→ EXERCISES TO COMPLETE
1. Answer these questions from the article about the Chandler teacher:
(a) What subject does Rachna Nath teach, and at which school?
(b) Which organization selected her as Teacher of the Year?
(c) How many provisional patents have her students obtained, and how many more are pending?
2. Extend the article about the Chandler teacher by writing the next few paragraphs after its final sentence.

→ SOURCE TEXT

Chandler teacher honored for innovative approach The Chandler Arizonan

Chandler teacher honored for innovative approach

December 17th, 2020 Chandler Arizona Staff
Chandler teacher honored for innovative approach

By Kevin Reagan
Staff Writer

Rachna Nath, a biology teacher at Arizona College Prep-Erie, has been named Arizona Technology Council Teacher of the Year.

Nath was selected by the council from a group of applicants as the state’s top educator because of her commitment to encouraging students to think innovatively and creatively about their education.

Her students have already been recognized for their advanced projects aiming to solve relatable issues involving the environment, technology and health care.

They have invented products, marketed them, and attempted to sell them on the open market.

Four provisional patents have been obtained by Nath’s science students over the last couple years and two more are pending, she said.

→ Records from a collection

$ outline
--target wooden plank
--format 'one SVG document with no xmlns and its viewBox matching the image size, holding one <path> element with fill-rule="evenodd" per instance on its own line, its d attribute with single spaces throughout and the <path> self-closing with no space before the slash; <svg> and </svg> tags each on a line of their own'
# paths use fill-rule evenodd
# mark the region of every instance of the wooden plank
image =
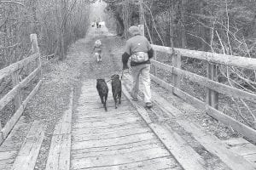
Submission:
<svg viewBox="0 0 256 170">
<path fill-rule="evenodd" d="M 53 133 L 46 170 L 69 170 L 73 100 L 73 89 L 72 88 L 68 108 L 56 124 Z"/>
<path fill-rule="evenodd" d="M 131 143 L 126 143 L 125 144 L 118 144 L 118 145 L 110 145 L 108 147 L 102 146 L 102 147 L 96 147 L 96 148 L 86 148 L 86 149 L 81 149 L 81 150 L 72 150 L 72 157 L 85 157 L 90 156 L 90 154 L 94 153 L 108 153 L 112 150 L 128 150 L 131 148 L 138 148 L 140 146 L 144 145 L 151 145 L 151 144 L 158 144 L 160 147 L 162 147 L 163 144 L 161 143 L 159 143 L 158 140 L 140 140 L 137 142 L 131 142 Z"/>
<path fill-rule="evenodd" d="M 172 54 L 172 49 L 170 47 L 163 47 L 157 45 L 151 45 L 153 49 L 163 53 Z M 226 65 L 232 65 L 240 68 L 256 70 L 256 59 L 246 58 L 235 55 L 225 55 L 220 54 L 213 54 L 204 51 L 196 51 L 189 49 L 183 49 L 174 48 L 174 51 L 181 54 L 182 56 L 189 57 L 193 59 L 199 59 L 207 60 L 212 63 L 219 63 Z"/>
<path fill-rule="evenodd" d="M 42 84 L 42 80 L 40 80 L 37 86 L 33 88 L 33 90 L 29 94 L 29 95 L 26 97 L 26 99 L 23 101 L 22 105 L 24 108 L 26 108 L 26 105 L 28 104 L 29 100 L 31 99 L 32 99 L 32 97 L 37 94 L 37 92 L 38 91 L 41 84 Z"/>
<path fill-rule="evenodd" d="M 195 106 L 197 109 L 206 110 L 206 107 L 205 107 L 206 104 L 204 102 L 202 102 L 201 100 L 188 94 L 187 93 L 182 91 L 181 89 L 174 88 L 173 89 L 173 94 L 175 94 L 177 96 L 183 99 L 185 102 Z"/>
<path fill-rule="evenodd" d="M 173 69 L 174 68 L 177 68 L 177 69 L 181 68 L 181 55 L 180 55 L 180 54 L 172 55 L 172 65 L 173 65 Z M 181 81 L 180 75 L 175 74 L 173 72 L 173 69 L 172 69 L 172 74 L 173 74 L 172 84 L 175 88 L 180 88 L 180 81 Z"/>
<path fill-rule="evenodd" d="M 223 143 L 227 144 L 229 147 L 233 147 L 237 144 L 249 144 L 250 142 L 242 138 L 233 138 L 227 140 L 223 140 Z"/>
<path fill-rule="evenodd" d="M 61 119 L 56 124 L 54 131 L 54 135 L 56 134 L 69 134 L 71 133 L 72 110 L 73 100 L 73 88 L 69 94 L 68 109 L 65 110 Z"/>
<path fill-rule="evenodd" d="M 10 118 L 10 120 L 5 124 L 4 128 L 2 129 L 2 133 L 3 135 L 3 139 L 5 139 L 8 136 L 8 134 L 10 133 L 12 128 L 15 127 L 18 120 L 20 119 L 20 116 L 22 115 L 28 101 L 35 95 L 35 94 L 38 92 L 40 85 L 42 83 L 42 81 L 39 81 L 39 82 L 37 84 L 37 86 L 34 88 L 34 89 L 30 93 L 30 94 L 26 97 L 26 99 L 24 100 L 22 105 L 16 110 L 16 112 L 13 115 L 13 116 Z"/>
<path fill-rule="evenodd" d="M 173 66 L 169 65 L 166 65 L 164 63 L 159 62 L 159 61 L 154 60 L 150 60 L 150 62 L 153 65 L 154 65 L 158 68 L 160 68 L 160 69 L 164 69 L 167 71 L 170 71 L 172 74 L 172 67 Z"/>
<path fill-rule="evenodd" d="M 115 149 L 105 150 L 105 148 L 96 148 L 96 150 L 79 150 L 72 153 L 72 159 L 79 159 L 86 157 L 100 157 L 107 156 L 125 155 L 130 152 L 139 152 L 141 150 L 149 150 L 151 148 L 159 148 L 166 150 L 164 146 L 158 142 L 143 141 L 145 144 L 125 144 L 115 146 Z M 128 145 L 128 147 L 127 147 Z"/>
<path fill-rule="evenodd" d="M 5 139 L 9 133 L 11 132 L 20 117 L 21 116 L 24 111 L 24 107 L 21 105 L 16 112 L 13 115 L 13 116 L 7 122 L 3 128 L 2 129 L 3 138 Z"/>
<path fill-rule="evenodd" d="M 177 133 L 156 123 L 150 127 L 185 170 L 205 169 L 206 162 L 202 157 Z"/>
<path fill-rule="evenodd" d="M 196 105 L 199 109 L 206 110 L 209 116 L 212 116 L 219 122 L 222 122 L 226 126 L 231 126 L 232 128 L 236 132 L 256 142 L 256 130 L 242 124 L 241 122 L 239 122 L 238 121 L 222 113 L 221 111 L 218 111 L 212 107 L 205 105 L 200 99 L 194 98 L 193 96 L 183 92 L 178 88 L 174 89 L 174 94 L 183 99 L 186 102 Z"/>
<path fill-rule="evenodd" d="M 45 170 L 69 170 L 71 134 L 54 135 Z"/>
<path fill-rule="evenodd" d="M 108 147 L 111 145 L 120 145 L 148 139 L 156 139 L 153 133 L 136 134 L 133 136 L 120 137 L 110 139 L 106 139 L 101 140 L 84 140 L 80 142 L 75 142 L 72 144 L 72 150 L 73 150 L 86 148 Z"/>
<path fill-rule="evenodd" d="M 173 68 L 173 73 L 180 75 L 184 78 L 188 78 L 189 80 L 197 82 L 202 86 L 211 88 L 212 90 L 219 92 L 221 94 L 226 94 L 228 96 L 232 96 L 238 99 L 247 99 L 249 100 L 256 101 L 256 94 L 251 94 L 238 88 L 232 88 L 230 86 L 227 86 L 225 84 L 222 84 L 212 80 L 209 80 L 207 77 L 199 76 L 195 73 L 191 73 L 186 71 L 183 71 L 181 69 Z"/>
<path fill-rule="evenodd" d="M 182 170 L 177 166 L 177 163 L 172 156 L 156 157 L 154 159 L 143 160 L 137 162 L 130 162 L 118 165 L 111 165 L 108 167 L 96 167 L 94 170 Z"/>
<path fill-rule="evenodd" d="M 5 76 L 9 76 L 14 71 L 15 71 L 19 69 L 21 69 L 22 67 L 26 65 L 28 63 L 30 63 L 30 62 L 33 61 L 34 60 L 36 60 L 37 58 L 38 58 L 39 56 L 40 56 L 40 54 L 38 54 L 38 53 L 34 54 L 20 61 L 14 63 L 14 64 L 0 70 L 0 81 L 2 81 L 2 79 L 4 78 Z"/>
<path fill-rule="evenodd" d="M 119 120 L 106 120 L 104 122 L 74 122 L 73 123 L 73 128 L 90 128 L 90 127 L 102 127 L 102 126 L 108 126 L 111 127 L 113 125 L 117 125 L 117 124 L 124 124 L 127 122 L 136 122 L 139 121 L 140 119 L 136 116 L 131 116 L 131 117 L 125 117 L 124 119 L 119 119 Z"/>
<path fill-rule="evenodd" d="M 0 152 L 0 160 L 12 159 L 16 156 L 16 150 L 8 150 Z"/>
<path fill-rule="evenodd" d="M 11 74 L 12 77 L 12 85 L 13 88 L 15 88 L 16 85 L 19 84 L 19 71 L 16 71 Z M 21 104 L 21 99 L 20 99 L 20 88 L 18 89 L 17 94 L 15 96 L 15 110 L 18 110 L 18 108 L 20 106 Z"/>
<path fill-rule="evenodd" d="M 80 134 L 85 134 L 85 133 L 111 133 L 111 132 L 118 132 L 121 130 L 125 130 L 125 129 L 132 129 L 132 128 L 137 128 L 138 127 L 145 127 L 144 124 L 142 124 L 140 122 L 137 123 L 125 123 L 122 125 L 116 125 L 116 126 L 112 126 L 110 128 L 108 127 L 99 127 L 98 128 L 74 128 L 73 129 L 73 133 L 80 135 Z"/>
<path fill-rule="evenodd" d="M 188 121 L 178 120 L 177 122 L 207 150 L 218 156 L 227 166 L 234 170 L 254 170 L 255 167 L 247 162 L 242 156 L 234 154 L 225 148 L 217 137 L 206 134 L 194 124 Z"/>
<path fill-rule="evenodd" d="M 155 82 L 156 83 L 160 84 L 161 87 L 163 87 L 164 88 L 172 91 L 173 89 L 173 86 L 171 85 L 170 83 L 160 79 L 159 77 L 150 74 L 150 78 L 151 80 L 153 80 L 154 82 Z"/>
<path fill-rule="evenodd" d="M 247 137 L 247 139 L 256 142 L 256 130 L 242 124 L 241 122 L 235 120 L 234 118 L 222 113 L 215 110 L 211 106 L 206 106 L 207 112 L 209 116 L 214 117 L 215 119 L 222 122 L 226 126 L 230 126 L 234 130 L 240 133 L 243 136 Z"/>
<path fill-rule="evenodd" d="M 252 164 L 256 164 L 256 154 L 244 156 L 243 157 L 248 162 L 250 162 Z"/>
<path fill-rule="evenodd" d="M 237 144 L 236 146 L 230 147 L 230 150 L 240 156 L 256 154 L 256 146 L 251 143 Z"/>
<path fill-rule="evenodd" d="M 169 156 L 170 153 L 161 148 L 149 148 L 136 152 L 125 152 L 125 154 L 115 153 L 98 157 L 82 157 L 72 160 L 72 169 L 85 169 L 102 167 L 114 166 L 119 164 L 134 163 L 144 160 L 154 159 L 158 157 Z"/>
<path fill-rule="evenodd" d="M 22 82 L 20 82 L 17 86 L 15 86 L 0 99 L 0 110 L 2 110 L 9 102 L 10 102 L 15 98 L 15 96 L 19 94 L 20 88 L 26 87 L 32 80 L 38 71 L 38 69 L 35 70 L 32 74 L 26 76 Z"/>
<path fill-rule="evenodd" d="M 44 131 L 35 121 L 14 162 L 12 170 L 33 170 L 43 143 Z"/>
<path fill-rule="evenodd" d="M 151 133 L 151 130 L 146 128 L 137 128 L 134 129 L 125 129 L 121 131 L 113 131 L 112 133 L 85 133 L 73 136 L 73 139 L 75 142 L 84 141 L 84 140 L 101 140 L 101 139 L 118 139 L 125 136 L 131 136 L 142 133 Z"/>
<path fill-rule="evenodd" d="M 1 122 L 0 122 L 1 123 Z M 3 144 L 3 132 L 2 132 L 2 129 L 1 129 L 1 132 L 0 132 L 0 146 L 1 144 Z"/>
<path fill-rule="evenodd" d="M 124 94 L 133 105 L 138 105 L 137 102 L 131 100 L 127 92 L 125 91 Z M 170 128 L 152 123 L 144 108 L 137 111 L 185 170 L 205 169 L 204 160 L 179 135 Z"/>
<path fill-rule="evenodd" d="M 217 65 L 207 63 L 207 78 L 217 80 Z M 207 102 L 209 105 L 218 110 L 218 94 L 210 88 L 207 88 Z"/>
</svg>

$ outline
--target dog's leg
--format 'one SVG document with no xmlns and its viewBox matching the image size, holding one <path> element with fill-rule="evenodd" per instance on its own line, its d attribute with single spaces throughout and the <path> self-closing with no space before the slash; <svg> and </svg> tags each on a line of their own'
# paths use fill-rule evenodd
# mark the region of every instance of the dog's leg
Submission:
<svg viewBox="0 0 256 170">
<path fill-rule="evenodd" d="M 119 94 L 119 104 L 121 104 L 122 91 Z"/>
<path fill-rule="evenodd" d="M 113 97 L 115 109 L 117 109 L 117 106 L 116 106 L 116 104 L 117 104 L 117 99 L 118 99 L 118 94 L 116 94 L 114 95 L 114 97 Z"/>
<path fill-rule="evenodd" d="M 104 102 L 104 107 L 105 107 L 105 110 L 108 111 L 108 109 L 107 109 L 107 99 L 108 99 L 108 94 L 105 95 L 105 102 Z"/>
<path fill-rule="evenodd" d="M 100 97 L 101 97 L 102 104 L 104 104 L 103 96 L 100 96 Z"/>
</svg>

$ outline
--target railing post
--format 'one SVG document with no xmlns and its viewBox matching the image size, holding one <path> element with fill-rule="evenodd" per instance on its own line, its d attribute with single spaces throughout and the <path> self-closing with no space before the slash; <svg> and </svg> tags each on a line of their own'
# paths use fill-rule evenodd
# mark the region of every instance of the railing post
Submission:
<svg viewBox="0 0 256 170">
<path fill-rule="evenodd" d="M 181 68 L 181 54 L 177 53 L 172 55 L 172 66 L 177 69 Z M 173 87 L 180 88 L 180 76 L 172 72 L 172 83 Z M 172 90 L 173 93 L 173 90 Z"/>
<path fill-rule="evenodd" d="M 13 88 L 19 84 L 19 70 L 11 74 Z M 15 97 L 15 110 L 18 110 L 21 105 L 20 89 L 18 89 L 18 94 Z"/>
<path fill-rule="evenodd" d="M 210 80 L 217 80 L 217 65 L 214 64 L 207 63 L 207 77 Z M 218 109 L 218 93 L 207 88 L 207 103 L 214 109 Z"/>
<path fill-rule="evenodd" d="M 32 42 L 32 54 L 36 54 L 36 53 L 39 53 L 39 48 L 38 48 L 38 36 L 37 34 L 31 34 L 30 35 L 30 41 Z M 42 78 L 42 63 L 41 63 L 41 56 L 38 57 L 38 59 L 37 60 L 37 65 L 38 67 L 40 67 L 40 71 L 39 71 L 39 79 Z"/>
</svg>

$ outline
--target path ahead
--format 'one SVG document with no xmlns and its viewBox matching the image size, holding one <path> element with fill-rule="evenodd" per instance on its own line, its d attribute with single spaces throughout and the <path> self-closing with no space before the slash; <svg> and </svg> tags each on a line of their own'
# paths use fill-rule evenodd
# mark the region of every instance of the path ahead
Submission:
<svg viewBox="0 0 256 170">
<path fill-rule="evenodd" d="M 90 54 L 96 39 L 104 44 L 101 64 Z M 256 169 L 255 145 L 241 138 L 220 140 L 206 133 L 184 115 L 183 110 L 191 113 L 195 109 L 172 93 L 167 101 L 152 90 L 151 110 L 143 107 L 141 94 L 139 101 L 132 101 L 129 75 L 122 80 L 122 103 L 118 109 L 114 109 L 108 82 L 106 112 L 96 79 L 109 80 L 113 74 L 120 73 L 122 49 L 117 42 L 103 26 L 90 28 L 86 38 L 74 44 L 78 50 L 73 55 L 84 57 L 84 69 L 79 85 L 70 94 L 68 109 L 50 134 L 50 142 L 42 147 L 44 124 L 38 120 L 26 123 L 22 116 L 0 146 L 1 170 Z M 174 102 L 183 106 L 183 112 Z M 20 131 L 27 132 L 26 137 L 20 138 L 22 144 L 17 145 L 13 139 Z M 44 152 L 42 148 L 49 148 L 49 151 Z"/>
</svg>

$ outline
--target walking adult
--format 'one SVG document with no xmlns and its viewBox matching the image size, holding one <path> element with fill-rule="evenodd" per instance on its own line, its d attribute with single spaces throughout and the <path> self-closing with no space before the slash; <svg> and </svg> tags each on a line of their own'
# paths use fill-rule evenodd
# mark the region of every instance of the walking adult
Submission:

→ EXERCISE ANSWERS
1.
(a) Biology, at Arizona College Prep-Erie.
(b) The Arizona Technology Council.
(c) Four have been obtained, and two more are pending.

2.
Though she is not sure who nominated her for the council’s award, Nath said she’s thankful to be recognized for work that she genuinely enjoys.   

“That is something that is really fulfilling because you know that someone in the community really appreciates you for what you do for their kids,” she said.

Nath earned a $1,500 award that she plans to spend on supplies for her students to carry out their future projects.

In addition to teaching several science courses, Nath oversees several of Erie’s after-school clubs that allow students to study topics not commonly covered in the standard curriculum like biophysics, fossils and nutrition.

Nath’s research club instructs pupils how to develop entrepreneurial ventures, collect their own data, and apply for grant funding.

She said it’s easy motivating her students to come up with innovative ideas once they understand the long-term impact a successful project could have on their professional careers.

“I do what I do not for the recognition but to see the kids’ faces when they make something, establish a company, apply for a patent,” Nath said.

Nath’s own education journey is a testament to her tenacity and strength of character.

After earning a master’s degree in entomology and immigrating to the United States from India, Nath attempted to enroll in a doctoral program to continue her studies.

But she struggled to find a program willing to take her on and her career began to flounder.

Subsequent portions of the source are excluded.